- ACTIVITY: Please repeat word for word the stretch of the Zika blog post below, from "Haiti - a country" up to and including "of unsafe abortions.".

- PAGE TEXT:
'''

Sara Rigon is a doctor on assignment at our sexual and gender-based violence clinic in Port-au-Prince, Haiti. Here she blogs about the pregnant women who consider Zika virus  something to hope for rather than fear.

Sara Rigon is a doctor on assignment at our sexual and gender-based violence clinic in Port-au-Prince, Haiti. Here she blogs about the pregnant women who consider Zika virus  something to hope for rather than fear.

 
Imagine this: a situation where getting infected by Zika Virus (ZIKV) is a blessing. For a number of pregnant women in Haiti, this is close to reality.
 

What's with Zika?

Zika is not as new as we think. The virus was first discovered way back in 1947, in monkeys from the Zika Forest in Uganda (hence it's namesake).
 
However, Zika has recently gained a lot of attention and visibility. This is due to a link between the virus and an increase in incidences of microcephaly in newborns.
 
Side-view illustration of a baby with microcephaly (left) compared to a baby with a typical head size

 
Microcephaly is where the baby's brain has not developed properly during pregnancy, resulting in a smaller head. This can be coupled with other symptoms, including seizures, developmental delay and feeding problems.
 
In other words, mothers-to-be infected by Zika present a higher risk of giving birth to babies with brain and neurological defects. These can produce impairments at birth or later in life. There is also a higher risk of stillbirth. 
 
The virus is therefore a real danger for pregnant women.
 
So let me ask you again: Can you think of any reason or situation where getting infected by Zika would be a blessing for a pregnant woman?
 
This isn't a trick question.
 
At the Médecins Sans Frontières/Doctors Without Borders (MSF) Pran men’m clinic in Port-au-Prince, Haiti, we've seen women happy to the point of gratitude for having been blessed by Zika.
 
God answered their prayers and took care of their unwanted pregnancy - a result of rape/sexual abuse. 

This is the scenario in Haiti: abortion is illegal, sexual assault is pervasive and is the most prevalent form of violence against women. 

This is the scenario in Haiti: abortion is illegal, sexual assault is pervasive and is the most prevalent form of violence against women.
 
Family planning is within the law, but inconceivable and morally unacceptable by the general population. In Haiti, procreation is every woman's duty, and the emergency contraceptive pill is out of stock across the country.  
 
If, for whatever reason, you do not have access to emergency contraception pills in time, and you don't want unsafe abortion, Zika could, in fact, be your only option.
 

Emergency contraception and unsafe abortion

This is going to sound terrifying. Women consider  themselves “lucky” or “blessed” to be within the 0.5-30% percent of women whose babies develop microcephaly under Zika; or even "luckier" to be within the lower percentage of mothers who experience stillbirth, as their baby developed neurological anomalies incompatible with life.
 
In Haiti at the moment, international organisations like MSF may be the only providers of the emergency contraception pill.
 
Haiti - a country where abortion is illegal and therefore the unsafe abortion practices are widely spread - has an incredibly high death rate among women who suffer severe complications the result of unsafe abortions. 
 

Giving women rights and dignity

At the Pran Men'm clinic, we provide survivors of sexual violence and abuse with emergency contraception.
 
We also provide antibiotic and antiretroviral medications to prevent women who've been sexually assaulted from developing acute infections like gonorrhea or chlamydia, along with their harmful complications.
 
We also protect against chronic or lethal diseases such as HIV or Hepatitis B. 
 
With this brief post I would like to thank all MSF donors that make it possible for us to be here in Haiti.
 
I would also like to thank our staff, who help to improve women’s health and give Haitian women the rights and dignity every human being deserves.

'''

- THE DATA:
'''

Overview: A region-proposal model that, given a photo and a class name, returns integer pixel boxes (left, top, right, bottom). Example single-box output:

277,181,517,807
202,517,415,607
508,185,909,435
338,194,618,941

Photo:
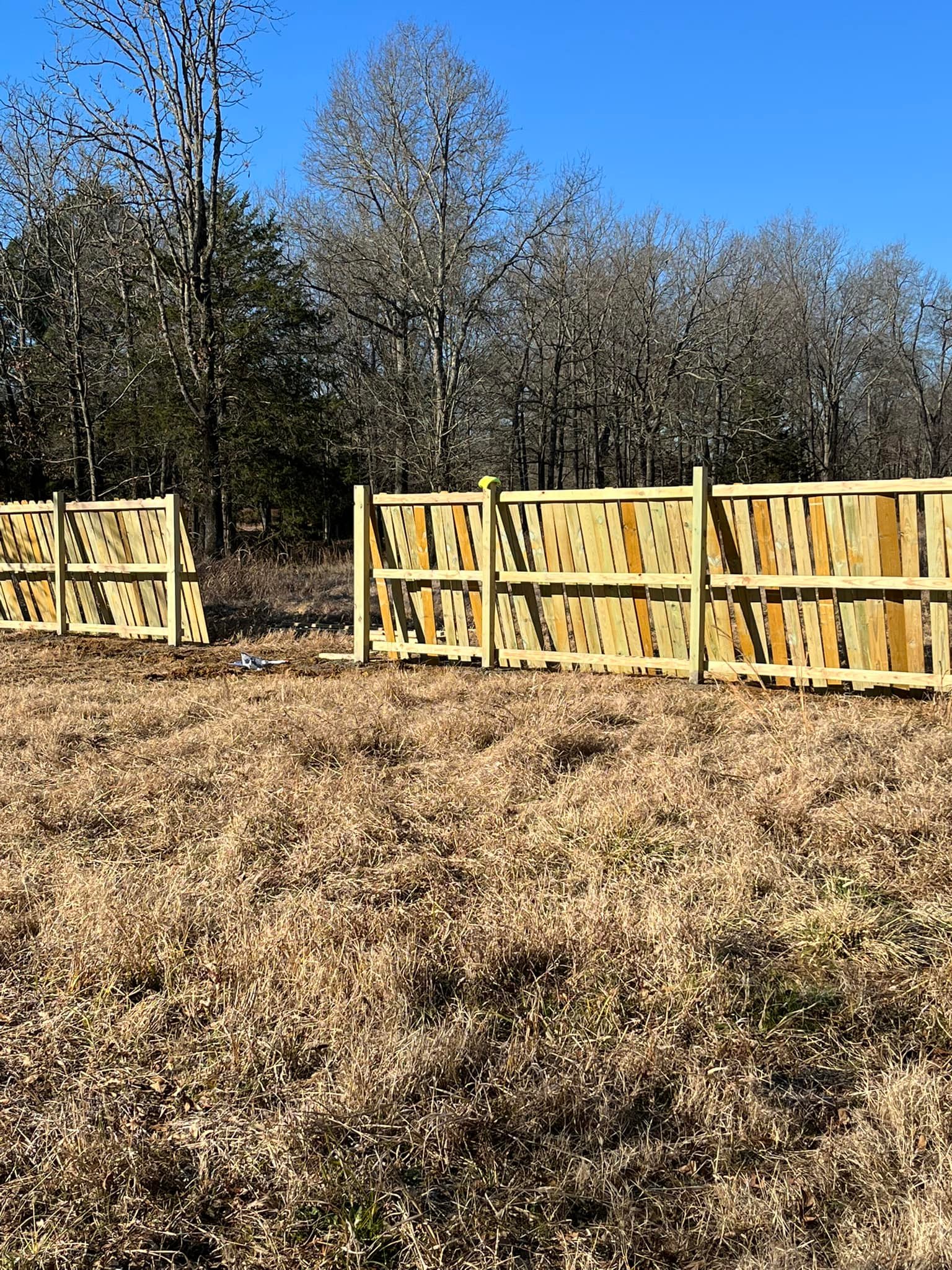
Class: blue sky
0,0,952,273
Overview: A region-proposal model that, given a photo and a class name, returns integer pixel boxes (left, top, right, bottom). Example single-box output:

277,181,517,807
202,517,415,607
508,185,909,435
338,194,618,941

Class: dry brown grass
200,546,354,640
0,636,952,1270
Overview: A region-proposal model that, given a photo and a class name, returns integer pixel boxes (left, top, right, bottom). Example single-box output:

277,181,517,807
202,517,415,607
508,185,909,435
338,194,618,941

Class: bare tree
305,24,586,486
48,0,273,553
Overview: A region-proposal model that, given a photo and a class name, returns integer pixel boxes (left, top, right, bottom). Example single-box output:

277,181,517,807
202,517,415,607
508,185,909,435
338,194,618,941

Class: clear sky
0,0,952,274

'''
'''

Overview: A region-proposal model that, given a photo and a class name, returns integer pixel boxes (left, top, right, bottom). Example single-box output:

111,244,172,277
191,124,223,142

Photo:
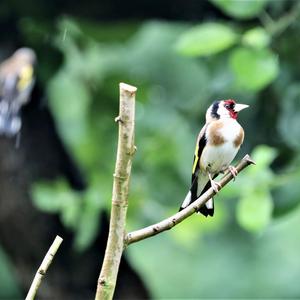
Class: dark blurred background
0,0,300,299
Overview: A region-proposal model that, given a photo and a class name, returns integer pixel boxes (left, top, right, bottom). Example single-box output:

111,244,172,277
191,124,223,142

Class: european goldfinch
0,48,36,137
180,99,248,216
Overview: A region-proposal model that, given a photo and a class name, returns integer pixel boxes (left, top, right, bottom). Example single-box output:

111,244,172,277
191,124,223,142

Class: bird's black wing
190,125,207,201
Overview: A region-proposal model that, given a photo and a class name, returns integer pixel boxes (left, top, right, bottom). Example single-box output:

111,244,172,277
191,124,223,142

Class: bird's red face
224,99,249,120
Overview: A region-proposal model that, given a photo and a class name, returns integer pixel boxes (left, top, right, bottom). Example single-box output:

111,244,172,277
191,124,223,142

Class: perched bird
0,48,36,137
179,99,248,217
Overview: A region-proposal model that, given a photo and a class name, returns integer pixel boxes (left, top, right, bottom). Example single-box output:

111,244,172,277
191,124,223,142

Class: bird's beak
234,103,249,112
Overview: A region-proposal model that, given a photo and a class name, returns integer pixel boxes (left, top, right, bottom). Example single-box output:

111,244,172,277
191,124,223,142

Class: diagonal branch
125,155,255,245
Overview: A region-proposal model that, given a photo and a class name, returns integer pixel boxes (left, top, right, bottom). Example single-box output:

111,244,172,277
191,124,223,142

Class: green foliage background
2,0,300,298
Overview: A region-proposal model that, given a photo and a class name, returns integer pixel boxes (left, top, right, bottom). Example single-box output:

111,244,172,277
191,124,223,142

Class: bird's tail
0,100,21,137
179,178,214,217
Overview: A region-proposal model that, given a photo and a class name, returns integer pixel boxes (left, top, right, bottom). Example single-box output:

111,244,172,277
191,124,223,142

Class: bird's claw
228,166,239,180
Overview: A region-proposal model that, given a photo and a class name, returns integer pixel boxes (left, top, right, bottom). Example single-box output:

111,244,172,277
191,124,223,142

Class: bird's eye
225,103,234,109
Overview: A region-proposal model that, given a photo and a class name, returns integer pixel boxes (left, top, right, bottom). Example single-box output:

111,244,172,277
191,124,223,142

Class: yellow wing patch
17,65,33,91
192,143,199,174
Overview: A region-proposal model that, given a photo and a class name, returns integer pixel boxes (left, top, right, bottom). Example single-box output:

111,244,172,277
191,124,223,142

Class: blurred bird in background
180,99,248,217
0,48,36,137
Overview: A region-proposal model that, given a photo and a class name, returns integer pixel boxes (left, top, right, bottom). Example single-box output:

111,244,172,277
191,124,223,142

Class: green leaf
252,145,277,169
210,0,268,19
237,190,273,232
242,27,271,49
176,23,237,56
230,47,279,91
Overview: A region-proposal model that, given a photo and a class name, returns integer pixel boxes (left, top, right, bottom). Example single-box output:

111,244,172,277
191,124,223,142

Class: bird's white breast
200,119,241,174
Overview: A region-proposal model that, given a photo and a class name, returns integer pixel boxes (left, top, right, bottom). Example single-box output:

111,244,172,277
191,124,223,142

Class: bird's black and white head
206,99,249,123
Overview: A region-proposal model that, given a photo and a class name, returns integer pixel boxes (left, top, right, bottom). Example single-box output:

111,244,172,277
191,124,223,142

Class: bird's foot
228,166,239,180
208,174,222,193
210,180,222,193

'''
'''

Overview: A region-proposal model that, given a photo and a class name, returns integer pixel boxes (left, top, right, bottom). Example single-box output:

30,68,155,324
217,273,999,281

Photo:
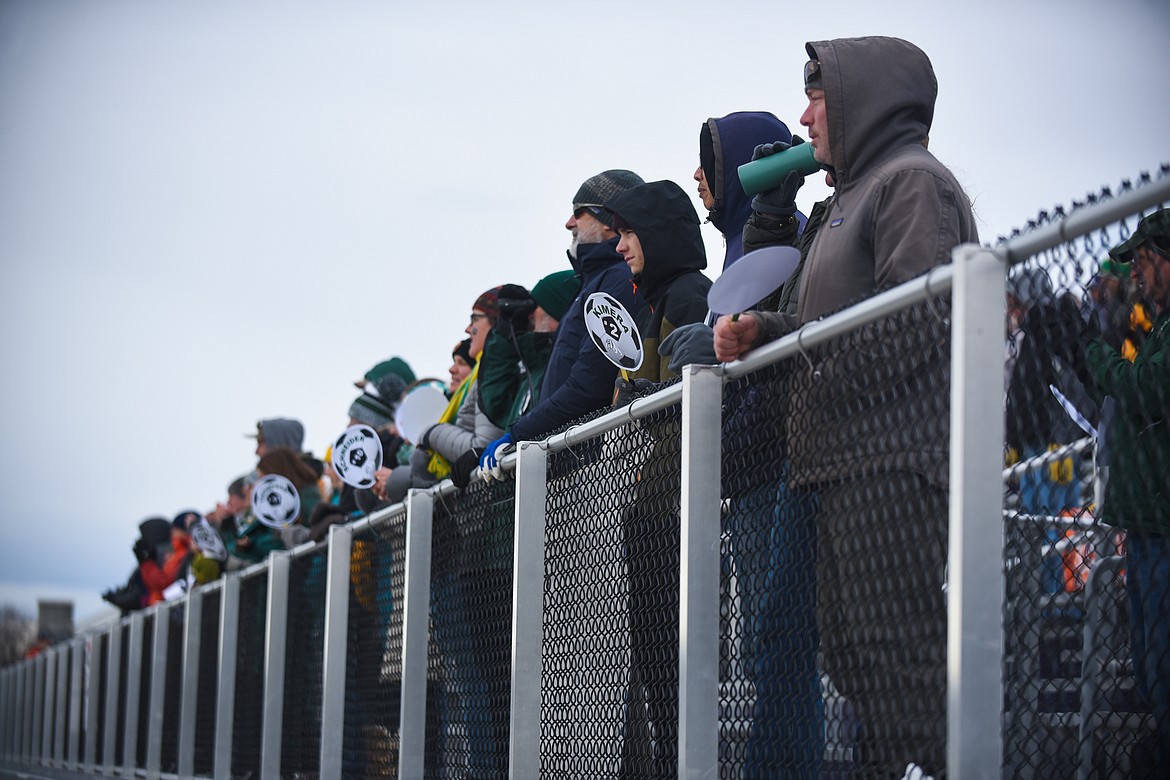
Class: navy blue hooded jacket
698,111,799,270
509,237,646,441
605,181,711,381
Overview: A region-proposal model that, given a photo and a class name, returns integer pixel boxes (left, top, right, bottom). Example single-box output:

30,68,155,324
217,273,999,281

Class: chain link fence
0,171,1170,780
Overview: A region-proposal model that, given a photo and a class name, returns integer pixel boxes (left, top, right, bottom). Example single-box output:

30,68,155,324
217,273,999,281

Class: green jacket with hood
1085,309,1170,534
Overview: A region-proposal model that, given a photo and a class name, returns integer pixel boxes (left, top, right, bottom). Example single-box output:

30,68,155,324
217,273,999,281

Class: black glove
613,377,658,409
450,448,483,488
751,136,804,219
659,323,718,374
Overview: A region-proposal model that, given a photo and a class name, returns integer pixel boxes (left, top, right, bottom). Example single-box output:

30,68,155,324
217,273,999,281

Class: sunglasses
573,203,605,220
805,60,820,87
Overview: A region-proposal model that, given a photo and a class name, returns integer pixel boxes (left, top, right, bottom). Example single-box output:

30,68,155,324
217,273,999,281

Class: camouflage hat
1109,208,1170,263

'''

- SOLVED PROBLEM:
Haiti - a country where abortion is illegal and therefore the unsafe abortion practices are widely spread - has an incredibly high death rate among women who suffer severe complications the result of unsafe abortions.